═══ Provided information
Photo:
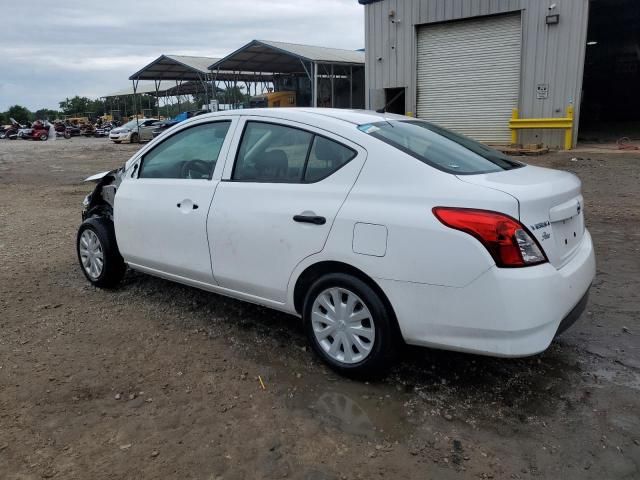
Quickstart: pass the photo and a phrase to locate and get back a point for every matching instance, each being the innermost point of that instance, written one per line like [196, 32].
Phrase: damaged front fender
[99, 203]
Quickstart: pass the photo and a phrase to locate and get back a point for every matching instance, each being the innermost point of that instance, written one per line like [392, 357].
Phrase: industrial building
[571, 68]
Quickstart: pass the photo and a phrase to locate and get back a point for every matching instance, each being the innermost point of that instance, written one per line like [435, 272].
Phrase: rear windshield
[440, 148]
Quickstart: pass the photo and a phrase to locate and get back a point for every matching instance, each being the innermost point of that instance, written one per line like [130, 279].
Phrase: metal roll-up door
[469, 75]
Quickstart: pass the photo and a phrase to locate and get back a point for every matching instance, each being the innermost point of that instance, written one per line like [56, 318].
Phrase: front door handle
[187, 205]
[315, 219]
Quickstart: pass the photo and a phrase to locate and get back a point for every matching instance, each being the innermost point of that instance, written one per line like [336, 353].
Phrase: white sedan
[374, 228]
[140, 130]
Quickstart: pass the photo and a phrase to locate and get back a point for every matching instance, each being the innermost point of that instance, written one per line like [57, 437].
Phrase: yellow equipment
[77, 120]
[273, 100]
[565, 124]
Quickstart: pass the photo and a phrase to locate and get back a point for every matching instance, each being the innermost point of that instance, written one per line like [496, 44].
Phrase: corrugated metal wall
[551, 54]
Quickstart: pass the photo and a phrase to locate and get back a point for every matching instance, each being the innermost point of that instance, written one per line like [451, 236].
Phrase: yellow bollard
[514, 133]
[568, 133]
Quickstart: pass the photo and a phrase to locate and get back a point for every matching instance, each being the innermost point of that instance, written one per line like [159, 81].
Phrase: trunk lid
[550, 205]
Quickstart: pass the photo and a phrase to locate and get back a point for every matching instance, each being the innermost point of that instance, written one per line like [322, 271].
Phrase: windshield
[440, 148]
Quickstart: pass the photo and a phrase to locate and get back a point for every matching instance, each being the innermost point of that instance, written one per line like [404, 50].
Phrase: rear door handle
[315, 219]
[186, 203]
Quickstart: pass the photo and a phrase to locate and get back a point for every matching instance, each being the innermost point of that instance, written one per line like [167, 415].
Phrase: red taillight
[506, 239]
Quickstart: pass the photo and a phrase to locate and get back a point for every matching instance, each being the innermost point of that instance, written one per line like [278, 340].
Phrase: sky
[53, 50]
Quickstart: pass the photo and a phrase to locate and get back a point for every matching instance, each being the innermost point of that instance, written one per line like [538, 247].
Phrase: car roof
[356, 117]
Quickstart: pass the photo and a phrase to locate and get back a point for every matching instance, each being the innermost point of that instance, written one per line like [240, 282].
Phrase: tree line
[86, 107]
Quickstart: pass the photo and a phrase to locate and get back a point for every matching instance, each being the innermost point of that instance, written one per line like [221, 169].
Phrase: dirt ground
[158, 380]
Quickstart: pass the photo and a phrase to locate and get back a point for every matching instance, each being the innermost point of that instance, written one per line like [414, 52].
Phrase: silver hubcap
[343, 325]
[91, 254]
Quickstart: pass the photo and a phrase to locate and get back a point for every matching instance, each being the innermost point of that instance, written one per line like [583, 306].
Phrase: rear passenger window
[271, 153]
[189, 154]
[326, 157]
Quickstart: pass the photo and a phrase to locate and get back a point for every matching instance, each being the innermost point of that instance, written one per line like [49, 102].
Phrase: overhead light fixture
[553, 19]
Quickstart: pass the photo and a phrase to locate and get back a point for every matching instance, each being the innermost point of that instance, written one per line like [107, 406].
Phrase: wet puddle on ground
[356, 409]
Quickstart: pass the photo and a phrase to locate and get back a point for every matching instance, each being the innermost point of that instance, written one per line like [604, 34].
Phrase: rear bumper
[504, 312]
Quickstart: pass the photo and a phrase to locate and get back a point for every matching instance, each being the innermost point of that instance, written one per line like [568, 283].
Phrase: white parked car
[373, 228]
[140, 130]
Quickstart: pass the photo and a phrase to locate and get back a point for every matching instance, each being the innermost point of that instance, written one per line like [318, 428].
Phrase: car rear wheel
[98, 253]
[348, 325]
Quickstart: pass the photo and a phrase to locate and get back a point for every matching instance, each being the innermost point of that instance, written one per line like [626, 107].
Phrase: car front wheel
[348, 325]
[98, 253]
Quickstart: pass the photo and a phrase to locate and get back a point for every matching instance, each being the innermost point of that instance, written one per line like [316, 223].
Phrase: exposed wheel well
[312, 273]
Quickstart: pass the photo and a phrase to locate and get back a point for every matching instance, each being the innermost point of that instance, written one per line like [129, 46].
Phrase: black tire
[381, 356]
[113, 267]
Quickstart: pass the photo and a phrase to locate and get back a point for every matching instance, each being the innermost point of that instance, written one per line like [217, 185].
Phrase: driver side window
[189, 154]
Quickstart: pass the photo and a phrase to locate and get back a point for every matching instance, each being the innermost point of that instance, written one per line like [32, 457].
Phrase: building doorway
[610, 107]
[394, 100]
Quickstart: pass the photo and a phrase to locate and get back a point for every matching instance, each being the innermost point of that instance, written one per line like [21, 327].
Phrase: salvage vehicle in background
[163, 126]
[134, 131]
[374, 228]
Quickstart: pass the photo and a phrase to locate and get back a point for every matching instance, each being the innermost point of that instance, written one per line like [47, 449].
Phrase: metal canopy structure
[281, 57]
[175, 67]
[178, 69]
[332, 77]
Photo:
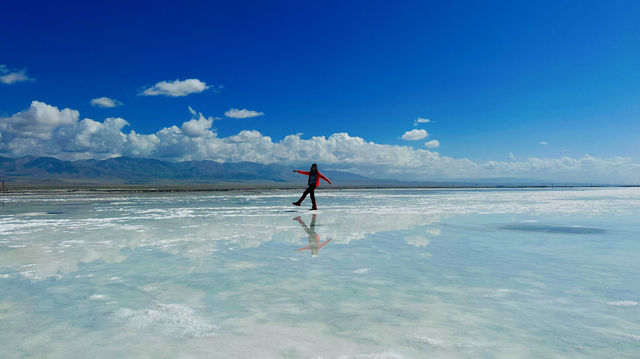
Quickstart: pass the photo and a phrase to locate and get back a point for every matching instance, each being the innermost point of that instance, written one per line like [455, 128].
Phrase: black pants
[310, 190]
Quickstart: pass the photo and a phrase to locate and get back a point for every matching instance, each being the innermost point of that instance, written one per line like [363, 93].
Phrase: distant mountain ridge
[31, 170]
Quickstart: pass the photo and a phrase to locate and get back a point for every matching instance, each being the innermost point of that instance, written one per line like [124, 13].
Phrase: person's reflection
[314, 239]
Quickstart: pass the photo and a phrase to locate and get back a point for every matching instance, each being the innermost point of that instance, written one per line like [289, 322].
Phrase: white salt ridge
[172, 320]
[623, 303]
[438, 343]
[383, 355]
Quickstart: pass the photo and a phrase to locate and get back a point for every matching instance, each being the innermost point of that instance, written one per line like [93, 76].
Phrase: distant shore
[223, 187]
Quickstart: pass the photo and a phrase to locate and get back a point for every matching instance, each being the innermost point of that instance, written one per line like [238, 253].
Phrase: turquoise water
[376, 274]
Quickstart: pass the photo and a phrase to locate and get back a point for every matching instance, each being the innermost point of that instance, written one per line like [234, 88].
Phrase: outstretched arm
[323, 177]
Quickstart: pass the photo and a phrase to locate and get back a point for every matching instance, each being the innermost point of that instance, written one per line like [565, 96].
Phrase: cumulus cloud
[198, 126]
[11, 76]
[43, 129]
[177, 88]
[38, 121]
[237, 113]
[105, 102]
[433, 144]
[420, 120]
[414, 135]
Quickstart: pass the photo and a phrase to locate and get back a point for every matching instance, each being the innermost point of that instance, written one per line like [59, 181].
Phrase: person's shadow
[314, 239]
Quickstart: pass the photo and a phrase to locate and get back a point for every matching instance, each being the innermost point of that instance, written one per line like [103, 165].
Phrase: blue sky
[496, 79]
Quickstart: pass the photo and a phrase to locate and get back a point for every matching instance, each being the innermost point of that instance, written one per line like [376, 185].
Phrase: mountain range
[33, 171]
[128, 172]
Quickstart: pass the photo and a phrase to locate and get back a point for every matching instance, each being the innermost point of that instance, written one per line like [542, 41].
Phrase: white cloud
[198, 126]
[237, 113]
[46, 130]
[414, 135]
[11, 76]
[433, 144]
[105, 102]
[38, 121]
[175, 88]
[421, 120]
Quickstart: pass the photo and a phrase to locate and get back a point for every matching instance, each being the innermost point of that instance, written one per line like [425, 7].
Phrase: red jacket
[317, 177]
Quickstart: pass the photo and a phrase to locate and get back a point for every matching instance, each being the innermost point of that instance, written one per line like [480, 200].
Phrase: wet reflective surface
[372, 274]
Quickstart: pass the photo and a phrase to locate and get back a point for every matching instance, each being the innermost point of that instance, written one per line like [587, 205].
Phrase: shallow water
[374, 274]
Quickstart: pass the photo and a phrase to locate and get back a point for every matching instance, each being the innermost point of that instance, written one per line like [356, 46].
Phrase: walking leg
[304, 195]
[313, 198]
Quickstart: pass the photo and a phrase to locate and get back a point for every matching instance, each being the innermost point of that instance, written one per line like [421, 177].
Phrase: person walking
[313, 182]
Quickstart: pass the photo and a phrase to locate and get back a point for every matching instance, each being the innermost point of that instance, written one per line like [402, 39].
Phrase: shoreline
[262, 187]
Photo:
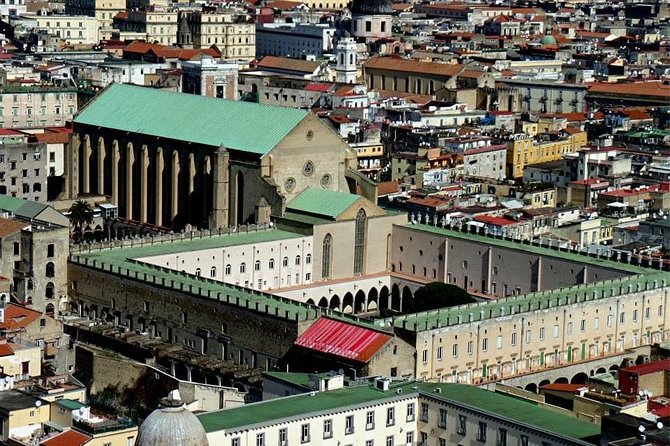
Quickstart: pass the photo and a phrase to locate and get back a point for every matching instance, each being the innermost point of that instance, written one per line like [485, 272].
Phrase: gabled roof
[67, 438]
[342, 339]
[322, 202]
[17, 317]
[287, 64]
[10, 226]
[238, 125]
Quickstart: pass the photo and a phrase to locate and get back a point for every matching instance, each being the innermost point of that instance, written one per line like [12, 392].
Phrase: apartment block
[27, 107]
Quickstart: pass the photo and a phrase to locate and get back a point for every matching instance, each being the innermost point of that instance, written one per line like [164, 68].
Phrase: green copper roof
[481, 400]
[322, 202]
[238, 125]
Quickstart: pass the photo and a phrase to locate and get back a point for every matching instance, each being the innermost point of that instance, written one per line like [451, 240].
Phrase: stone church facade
[174, 160]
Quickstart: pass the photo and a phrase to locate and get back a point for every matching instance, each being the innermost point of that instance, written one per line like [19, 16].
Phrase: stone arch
[383, 301]
[239, 197]
[395, 297]
[373, 296]
[335, 302]
[532, 387]
[579, 378]
[359, 302]
[348, 303]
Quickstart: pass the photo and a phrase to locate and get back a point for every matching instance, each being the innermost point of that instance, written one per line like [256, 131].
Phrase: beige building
[211, 173]
[553, 307]
[103, 10]
[75, 30]
[157, 24]
[26, 107]
[233, 36]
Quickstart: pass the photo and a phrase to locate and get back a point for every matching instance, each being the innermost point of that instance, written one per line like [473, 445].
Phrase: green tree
[437, 295]
[81, 214]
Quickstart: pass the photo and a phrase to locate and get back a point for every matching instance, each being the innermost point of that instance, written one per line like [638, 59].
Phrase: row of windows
[257, 265]
[305, 429]
[528, 334]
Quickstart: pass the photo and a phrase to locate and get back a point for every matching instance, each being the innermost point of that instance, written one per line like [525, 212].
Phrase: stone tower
[346, 60]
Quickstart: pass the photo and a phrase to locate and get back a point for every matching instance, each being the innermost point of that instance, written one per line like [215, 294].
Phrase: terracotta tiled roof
[9, 226]
[17, 317]
[50, 138]
[67, 438]
[284, 63]
[388, 187]
[413, 66]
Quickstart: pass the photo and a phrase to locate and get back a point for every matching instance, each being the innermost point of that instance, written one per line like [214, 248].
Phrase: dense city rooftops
[195, 119]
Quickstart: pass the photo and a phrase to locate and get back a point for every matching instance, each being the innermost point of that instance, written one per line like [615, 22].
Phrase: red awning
[343, 339]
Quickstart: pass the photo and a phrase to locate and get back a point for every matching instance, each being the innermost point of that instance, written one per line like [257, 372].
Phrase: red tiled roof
[17, 317]
[5, 349]
[10, 132]
[495, 221]
[343, 339]
[285, 63]
[9, 226]
[67, 438]
[317, 86]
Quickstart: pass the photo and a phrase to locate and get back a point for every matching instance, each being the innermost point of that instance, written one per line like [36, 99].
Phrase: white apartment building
[387, 414]
[235, 37]
[72, 29]
[27, 107]
[293, 39]
[103, 10]
[262, 266]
══════
__The problem__: Return precisely the lines of the records, starting with the line that holds "like [525, 212]." and ending with the last one.

__Solution__:
Quickstart: pass the photo and a phrase to locate and get back a point for every matching instance, each being the innermost point of that instance, written one per line like [525, 212].
Phrase: stone tower
[346, 60]
Quickstart: pass the photo and a phrase to locate and get back a point for every matching instance, each being the innermost point of that instance, written one per line like [215, 294].
Phrase: terracotta tiled roof
[9, 226]
[17, 317]
[50, 138]
[67, 438]
[284, 63]
[388, 187]
[413, 66]
Quickstart: pass the photo and a phrase to locate and get back a point for every matching instance, each being the innermost point of that instance, written one per line like [214, 248].
Phrase: dense city rooftops
[195, 119]
Quickstart: pass the photo and a phrase to locate and get back a point for every matching instance, each being the innermost point of that instance, written one per line like [615, 22].
Phrase: red awning
[343, 339]
Quickstart: pass the photo and a phrase to locate and get back a point for every matching instance, each being the innermost point of that instance, written one per line like [257, 372].
Phrase: red tiled roof
[17, 317]
[5, 349]
[10, 132]
[495, 221]
[343, 339]
[285, 63]
[9, 226]
[67, 438]
[317, 86]
Quickstart: pass the photo and a phrase to locate and get back a point for every matching instance, each being the innermost point of that instance, written one per line like [36, 99].
Phrase: white apartment building
[387, 414]
[235, 37]
[72, 29]
[27, 107]
[293, 39]
[103, 10]
[262, 266]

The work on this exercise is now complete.